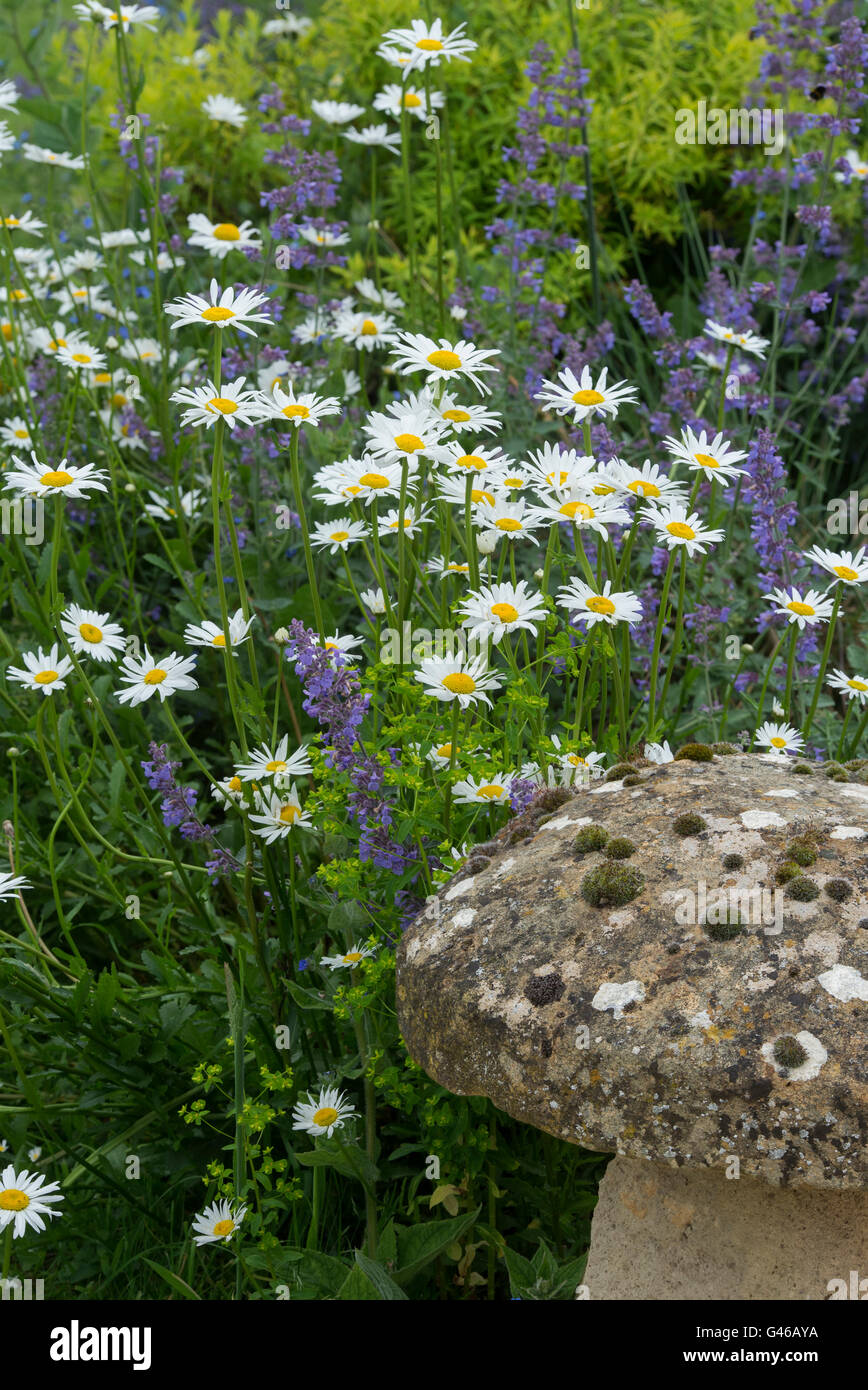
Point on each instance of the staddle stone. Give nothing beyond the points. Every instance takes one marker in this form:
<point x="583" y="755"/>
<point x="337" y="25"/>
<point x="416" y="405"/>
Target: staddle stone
<point x="673" y="970"/>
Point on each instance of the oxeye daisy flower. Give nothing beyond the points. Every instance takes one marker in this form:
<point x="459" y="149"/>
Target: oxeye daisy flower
<point x="444" y="360"/>
<point x="302" y="409"/>
<point x="405" y="434"/>
<point x="10" y="886"/>
<point x="376" y="136"/>
<point x="67" y="480"/>
<point x="447" y="569"/>
<point x="582" y="396"/>
<point x="429" y="46"/>
<point x="91" y="633"/>
<point x="676" y="528"/>
<point x="42" y="673"/>
<point x="15" y="432"/>
<point x="660" y="752"/>
<point x="221" y="238"/>
<point x="509" y="519"/>
<point x="337" y="113"/>
<point x="591" y="606"/>
<point x="749" y="342"/>
<point x="779" y="738"/>
<point x="27" y="223"/>
<point x="501" y="608"/>
<point x="714" y="459"/>
<point x="163" y="509"/>
<point x="494" y="791"/>
<point x="25" y="1198"/>
<point x="277" y="763"/>
<point x="644" y="483"/>
<point x="365" y="330"/>
<point x="846" y="567"/>
<point x="854" y="687"/>
<point x="349" y="961"/>
<point x="207" y="634"/>
<point x="146" y="677"/>
<point x="217" y="1222"/>
<point x="228" y="402"/>
<point x="224" y="110"/>
<point x="324" y="1115"/>
<point x="277" y="816"/>
<point x="803" y="609"/>
<point x="338" y="534"/>
<point x="476" y="419"/>
<point x="81" y="357"/>
<point x="394" y="99"/>
<point x="223" y="309"/>
<point x="465" y="679"/>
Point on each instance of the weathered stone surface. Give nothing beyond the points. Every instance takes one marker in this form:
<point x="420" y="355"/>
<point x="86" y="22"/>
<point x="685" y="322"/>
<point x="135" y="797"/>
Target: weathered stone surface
<point x="665" y="1233"/>
<point x="625" y="1029"/>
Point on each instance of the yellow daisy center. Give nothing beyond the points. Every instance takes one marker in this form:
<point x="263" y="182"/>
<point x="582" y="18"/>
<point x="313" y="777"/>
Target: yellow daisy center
<point x="459" y="683"/>
<point x="326" y="1116"/>
<point x="13" y="1200"/>
<point x="648" y="489"/>
<point x="444" y="359"/>
<point x="600" y="605"/>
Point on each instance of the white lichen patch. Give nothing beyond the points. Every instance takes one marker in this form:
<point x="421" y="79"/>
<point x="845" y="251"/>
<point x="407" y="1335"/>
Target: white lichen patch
<point x="562" y="822"/>
<point x="843" y="983"/>
<point x="458" y="890"/>
<point x="810" y="1068"/>
<point x="761" y="819"/>
<point x="616" y="997"/>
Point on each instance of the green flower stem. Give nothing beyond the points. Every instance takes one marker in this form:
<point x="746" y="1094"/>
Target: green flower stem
<point x="824" y="663"/>
<point x="299" y="503"/>
<point x="658" y="634"/>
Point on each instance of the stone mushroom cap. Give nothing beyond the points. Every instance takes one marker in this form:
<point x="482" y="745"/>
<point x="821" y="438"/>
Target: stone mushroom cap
<point x="625" y="1029"/>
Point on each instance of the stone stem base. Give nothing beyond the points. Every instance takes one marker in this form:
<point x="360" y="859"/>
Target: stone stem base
<point x="668" y="1233"/>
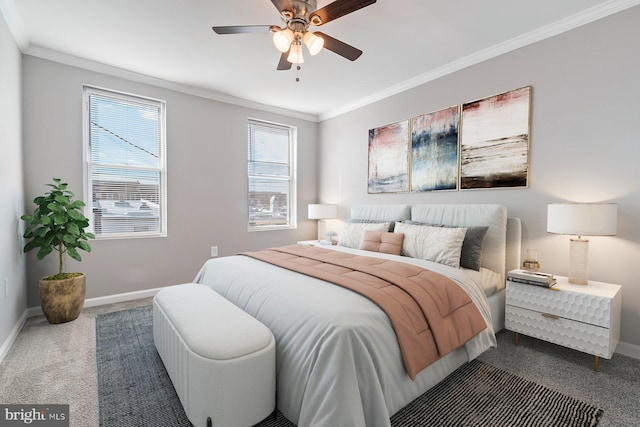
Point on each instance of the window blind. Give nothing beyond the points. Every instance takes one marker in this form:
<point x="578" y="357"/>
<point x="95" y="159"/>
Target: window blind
<point x="271" y="176"/>
<point x="125" y="142"/>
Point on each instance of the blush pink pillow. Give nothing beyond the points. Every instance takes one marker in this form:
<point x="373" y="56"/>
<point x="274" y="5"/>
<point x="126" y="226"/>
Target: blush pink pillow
<point x="381" y="241"/>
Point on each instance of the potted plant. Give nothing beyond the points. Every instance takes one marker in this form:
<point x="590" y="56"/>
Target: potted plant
<point x="57" y="224"/>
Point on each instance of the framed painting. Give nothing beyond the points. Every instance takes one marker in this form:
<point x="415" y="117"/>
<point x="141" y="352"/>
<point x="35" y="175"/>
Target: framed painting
<point x="494" y="141"/>
<point x="388" y="158"/>
<point x="434" y="150"/>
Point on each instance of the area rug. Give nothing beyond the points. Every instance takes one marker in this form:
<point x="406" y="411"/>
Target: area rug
<point x="134" y="389"/>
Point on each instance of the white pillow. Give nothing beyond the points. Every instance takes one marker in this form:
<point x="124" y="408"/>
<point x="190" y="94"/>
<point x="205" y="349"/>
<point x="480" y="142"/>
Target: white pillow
<point x="353" y="232"/>
<point x="438" y="244"/>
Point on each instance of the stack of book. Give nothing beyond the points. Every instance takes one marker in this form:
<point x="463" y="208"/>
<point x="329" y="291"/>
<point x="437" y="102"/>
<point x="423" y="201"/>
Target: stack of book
<point x="532" y="278"/>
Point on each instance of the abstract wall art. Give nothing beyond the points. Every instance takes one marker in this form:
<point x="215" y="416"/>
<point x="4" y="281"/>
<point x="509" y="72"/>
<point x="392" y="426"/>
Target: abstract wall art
<point x="388" y="158"/>
<point x="494" y="141"/>
<point x="434" y="150"/>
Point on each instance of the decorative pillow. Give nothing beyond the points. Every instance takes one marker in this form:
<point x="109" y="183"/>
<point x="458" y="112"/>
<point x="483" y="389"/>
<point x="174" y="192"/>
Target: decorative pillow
<point x="353" y="232"/>
<point x="471" y="247"/>
<point x="438" y="244"/>
<point x="381" y="241"/>
<point x="372" y="221"/>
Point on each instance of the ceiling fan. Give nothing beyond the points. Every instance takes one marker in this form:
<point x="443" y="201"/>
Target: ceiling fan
<point x="298" y="16"/>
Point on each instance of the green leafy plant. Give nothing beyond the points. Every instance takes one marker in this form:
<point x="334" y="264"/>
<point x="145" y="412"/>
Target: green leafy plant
<point x="57" y="224"/>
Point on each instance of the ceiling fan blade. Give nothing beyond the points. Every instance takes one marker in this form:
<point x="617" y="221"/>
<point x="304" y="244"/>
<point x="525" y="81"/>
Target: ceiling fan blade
<point x="339" y="8"/>
<point x="282" y="5"/>
<point x="242" y="29"/>
<point x="284" y="64"/>
<point x="339" y="47"/>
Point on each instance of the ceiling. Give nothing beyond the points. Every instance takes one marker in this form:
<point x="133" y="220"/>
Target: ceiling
<point x="405" y="43"/>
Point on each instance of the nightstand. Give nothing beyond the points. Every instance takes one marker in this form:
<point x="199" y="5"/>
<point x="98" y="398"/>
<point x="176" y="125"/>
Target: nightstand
<point x="584" y="318"/>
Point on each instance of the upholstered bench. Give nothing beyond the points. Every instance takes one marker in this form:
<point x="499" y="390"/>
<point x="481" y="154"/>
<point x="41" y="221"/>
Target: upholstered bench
<point x="220" y="359"/>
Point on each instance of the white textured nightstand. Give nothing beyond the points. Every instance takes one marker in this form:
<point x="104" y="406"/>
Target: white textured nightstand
<point x="584" y="318"/>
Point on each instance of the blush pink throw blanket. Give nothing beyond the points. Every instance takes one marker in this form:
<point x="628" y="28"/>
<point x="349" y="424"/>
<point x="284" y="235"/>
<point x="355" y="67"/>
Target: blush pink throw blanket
<point x="430" y="313"/>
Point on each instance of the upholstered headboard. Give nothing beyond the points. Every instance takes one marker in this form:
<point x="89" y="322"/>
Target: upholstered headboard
<point x="502" y="245"/>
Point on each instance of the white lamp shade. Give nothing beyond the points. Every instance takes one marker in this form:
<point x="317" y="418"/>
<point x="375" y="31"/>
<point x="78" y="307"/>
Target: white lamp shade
<point x="295" y="53"/>
<point x="313" y="42"/>
<point x="323" y="211"/>
<point x="282" y="39"/>
<point x="582" y="219"/>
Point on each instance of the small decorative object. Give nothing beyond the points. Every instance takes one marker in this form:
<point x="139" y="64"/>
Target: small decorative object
<point x="581" y="219"/>
<point x="57" y="224"/>
<point x="321" y="213"/>
<point x="331" y="237"/>
<point x="388" y="158"/>
<point x="531" y="262"/>
<point x="434" y="150"/>
<point x="494" y="141"/>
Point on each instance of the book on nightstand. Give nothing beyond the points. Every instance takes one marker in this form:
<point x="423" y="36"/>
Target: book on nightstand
<point x="532" y="278"/>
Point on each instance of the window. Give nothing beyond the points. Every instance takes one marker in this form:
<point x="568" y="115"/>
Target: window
<point x="272" y="176"/>
<point x="124" y="143"/>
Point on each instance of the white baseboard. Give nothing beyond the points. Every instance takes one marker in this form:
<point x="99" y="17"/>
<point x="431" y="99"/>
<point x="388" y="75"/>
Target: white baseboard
<point x="6" y="345"/>
<point x="90" y="302"/>
<point x="627" y="349"/>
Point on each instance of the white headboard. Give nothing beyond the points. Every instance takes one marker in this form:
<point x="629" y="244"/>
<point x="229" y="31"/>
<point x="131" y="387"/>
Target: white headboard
<point x="502" y="245"/>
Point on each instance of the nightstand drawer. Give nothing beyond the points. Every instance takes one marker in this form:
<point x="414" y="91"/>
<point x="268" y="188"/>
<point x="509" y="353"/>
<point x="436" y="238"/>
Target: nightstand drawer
<point x="576" y="305"/>
<point x="580" y="336"/>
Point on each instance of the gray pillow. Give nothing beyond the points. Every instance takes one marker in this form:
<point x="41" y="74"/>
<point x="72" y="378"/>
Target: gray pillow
<point x="471" y="254"/>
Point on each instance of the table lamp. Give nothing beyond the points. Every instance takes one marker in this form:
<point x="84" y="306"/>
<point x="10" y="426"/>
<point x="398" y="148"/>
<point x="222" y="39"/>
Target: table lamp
<point x="581" y="219"/>
<point x="322" y="212"/>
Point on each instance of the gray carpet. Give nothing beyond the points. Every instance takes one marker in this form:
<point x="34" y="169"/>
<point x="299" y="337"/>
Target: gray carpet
<point x="135" y="390"/>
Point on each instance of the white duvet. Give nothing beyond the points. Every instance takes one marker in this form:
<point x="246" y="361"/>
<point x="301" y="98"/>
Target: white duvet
<point x="338" y="360"/>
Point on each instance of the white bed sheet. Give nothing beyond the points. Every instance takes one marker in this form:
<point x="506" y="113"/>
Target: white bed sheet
<point x="338" y="360"/>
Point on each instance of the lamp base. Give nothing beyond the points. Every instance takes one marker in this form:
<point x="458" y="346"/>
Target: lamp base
<point x="578" y="261"/>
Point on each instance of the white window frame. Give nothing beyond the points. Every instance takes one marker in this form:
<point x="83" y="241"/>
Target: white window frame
<point x="88" y="164"/>
<point x="292" y="177"/>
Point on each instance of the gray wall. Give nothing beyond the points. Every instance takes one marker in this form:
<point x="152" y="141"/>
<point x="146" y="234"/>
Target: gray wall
<point x="206" y="175"/>
<point x="12" y="261"/>
<point x="585" y="144"/>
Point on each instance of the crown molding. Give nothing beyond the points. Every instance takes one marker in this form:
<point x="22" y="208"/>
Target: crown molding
<point x="585" y="17"/>
<point x="75" y="61"/>
<point x="12" y="18"/>
<point x="10" y="13"/>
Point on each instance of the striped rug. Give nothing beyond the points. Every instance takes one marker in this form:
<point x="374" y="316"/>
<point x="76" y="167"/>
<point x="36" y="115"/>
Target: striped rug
<point x="134" y="389"/>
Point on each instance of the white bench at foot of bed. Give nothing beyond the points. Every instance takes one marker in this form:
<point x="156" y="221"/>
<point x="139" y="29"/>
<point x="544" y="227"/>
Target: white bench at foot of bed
<point x="220" y="359"/>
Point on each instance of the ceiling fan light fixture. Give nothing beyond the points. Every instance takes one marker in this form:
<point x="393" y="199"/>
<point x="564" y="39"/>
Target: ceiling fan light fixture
<point x="295" y="54"/>
<point x="313" y="42"/>
<point x="282" y="39"/>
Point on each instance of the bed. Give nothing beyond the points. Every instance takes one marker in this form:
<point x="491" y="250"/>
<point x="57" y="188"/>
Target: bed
<point x="338" y="359"/>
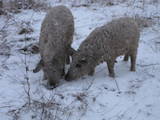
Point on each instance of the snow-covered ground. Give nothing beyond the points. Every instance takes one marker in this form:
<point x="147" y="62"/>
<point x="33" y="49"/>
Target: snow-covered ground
<point x="24" y="97"/>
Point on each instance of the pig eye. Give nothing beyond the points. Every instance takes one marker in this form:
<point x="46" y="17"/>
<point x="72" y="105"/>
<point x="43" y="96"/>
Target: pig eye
<point x="78" y="65"/>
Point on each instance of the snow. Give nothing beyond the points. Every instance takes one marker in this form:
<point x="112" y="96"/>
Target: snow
<point x="89" y="98"/>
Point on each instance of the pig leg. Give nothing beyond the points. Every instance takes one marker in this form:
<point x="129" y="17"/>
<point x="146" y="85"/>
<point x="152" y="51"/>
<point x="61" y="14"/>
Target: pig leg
<point x="110" y="64"/>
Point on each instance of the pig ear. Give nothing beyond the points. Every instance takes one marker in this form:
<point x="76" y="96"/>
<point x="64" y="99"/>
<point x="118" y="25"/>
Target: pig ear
<point x="72" y="51"/>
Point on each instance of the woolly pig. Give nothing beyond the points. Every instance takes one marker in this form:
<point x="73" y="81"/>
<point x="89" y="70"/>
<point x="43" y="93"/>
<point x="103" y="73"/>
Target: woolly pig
<point x="106" y="43"/>
<point x="55" y="41"/>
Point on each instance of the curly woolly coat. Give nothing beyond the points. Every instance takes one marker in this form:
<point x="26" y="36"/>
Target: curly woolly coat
<point x="106" y="43"/>
<point x="56" y="36"/>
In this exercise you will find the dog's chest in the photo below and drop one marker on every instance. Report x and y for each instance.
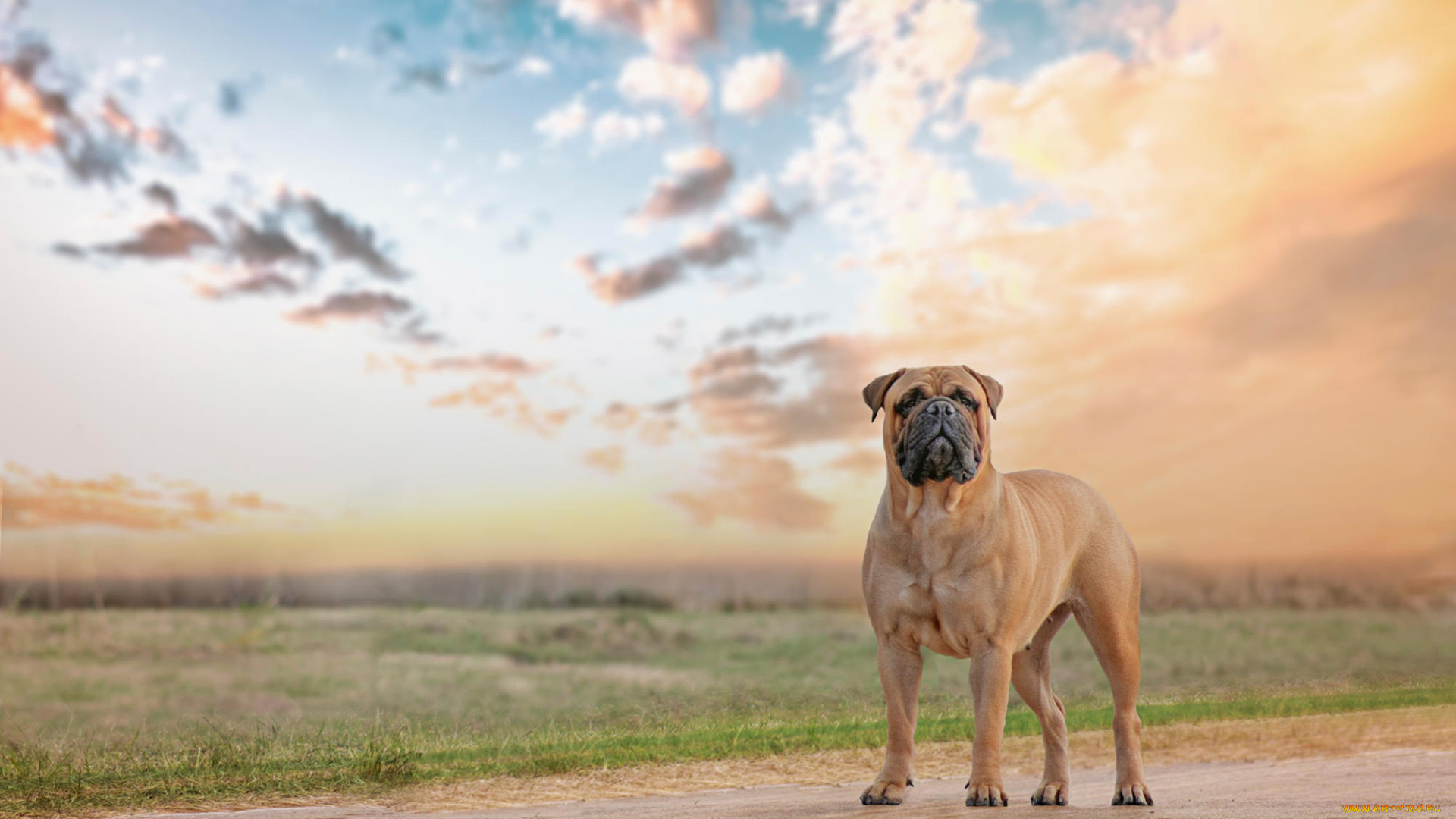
(938, 610)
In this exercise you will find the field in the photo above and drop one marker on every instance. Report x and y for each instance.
(137, 708)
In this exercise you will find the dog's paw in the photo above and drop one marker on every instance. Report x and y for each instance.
(1133, 793)
(1050, 793)
(984, 795)
(884, 793)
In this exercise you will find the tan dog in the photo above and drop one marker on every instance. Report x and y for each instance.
(982, 566)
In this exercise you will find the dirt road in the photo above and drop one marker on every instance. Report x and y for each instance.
(1204, 790)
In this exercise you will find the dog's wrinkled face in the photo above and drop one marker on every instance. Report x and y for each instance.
(937, 422)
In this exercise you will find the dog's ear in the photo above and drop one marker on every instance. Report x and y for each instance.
(875, 391)
(992, 388)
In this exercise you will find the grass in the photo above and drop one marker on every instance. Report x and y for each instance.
(124, 710)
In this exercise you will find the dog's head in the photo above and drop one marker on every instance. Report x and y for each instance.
(937, 420)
····················
## [Your assignment]
The final stretch of the listing, from the line containing "In this exercise you will find the dog's paw" through its last line, both included, is to be output exactly and by itself.

## [Solution]
In this exercise you will find the dog's paw in the photo above and drop one marker on every instance. Report x and y for each instance.
(1133, 793)
(1050, 793)
(984, 795)
(884, 793)
In this exercise you will find the tan dog in the photo above and drop one marker on every instance. Report x and y for each instance.
(982, 566)
In this exercise you will find the dirt road in the photo above and drop one marker on every instance. Report x and y for each instance.
(1204, 790)
In this exercise you will find the dog's wrinkled face in the photo above and drop one marker on every instance. Report x and y for each instance.
(937, 422)
In this exercise you will find the dog's ear in the photo above and drop one marker on every instance. Report x and y for each instance.
(875, 391)
(992, 388)
In this exercise you will find the grass in the photo above and drop one marker on every instance. Report x and y for each instance.
(124, 710)
In this exercise you will find the dog's head in the photo above and drop one marker on every instance. Report x and y for each instance.
(937, 420)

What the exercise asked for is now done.